MATERIAL SUPPLIED >>
________
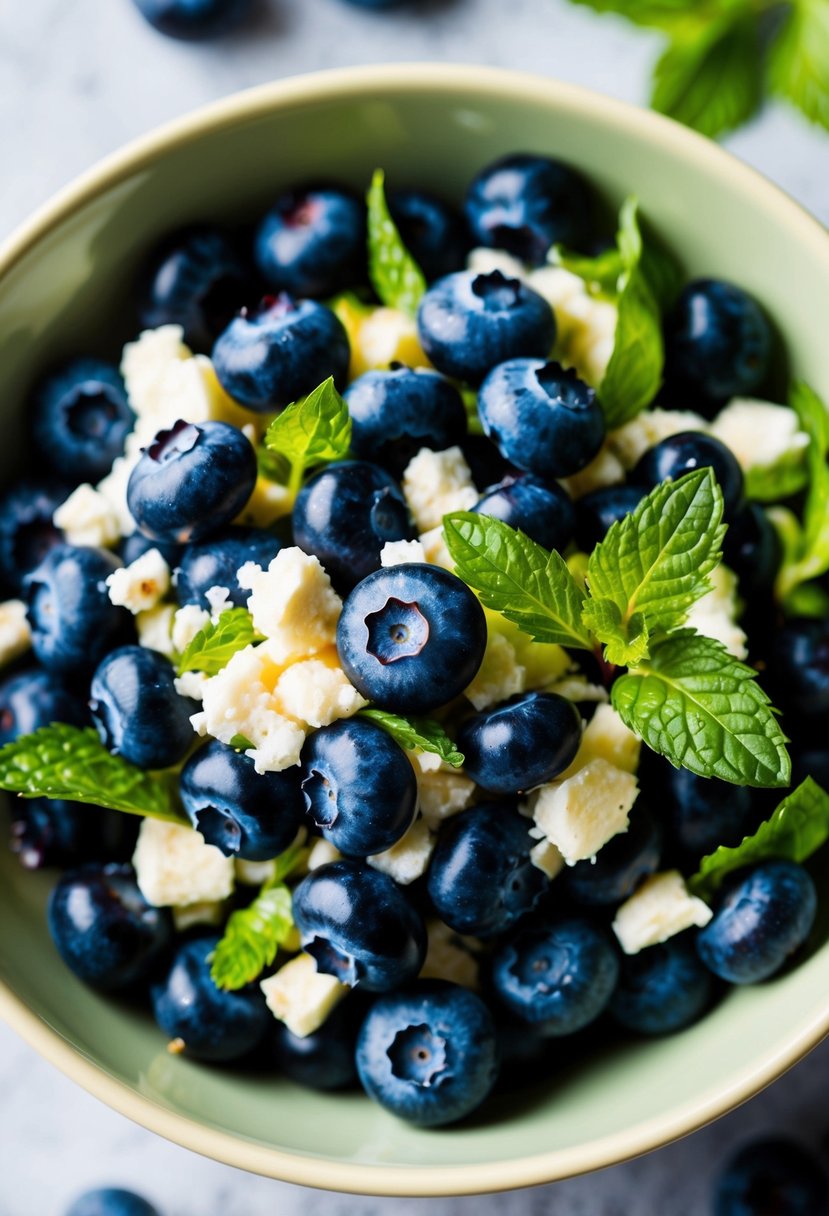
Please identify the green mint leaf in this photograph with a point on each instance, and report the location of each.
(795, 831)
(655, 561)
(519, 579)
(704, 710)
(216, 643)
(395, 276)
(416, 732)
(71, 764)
________
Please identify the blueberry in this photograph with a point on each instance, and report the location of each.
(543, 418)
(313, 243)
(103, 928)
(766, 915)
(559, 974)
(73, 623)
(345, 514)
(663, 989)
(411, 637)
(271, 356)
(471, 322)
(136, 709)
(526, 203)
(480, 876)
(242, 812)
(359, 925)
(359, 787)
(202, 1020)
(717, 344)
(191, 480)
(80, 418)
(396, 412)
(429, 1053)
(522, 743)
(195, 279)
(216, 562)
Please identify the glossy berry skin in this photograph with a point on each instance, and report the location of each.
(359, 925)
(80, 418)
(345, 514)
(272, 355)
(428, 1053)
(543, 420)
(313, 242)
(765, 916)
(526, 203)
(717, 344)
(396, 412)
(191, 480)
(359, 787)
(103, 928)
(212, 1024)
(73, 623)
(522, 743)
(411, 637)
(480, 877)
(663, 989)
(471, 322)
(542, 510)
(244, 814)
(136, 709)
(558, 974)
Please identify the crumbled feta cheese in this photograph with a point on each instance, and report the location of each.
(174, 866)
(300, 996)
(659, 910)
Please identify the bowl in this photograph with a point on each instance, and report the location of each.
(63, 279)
________
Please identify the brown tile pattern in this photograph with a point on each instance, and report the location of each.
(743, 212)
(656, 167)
________
TASK DIRECTIONS >> Which lines in the entries above contain the word "photograph"? Copy out each such line, and treat case as significant.

RESPONSE TO THIS TASK >>
Please identify the green mint leaf in this photograph with a point on each instance, and report the location of each.
Please identify the blueberry in this photograph with a point on each instance, and report the location of each.
Please identify the glossy berry skin in this photograph with a point on each instance, and report the location of each.
Please identify the crumbled feta cheese in this photograph with a point on each instance, and report the location of each.
Please identify the bowl in this photograph with a point on each instance, and report the location of each.
Please identify the brown tile pattern in this photograph with a point on each instance, and report the location of each.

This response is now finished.